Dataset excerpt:

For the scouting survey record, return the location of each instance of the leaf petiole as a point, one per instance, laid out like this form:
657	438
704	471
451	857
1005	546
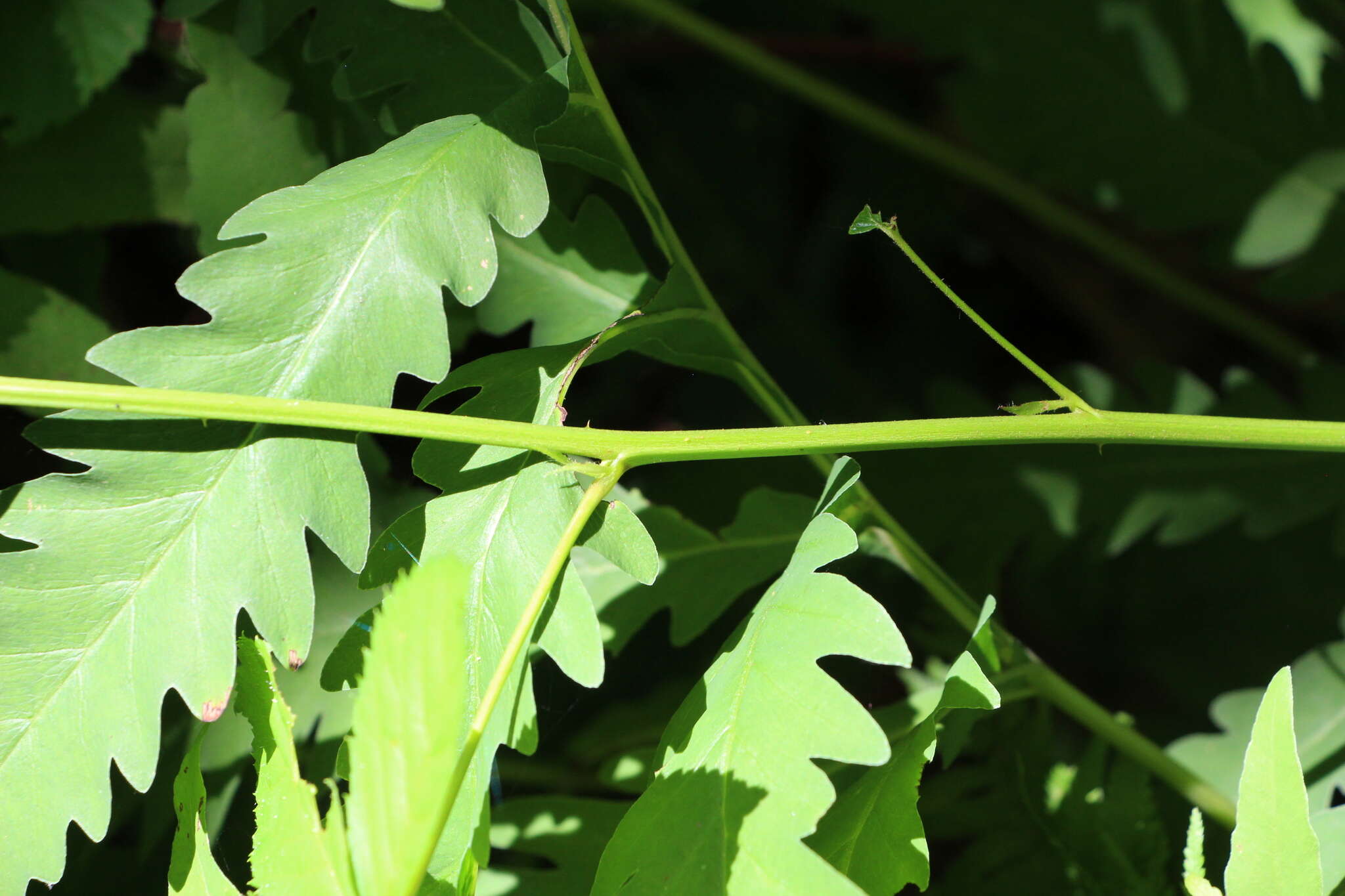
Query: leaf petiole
866	221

• **WORK TO BE COMPLETED**
Rewrite all of the lines above without the pictures, offsetting every point coordinate in the answers by adding 20 and keeping the requests and their sample layouts unchanged.

• **OUTPUT FOR THIS TASK**
For the scouting survey record, return the location of each instance of the leaf petiole as a point, one per instance, laid out like this form:
657	438
704	471
451	857
1005	546
Query: leaf petiole
886	241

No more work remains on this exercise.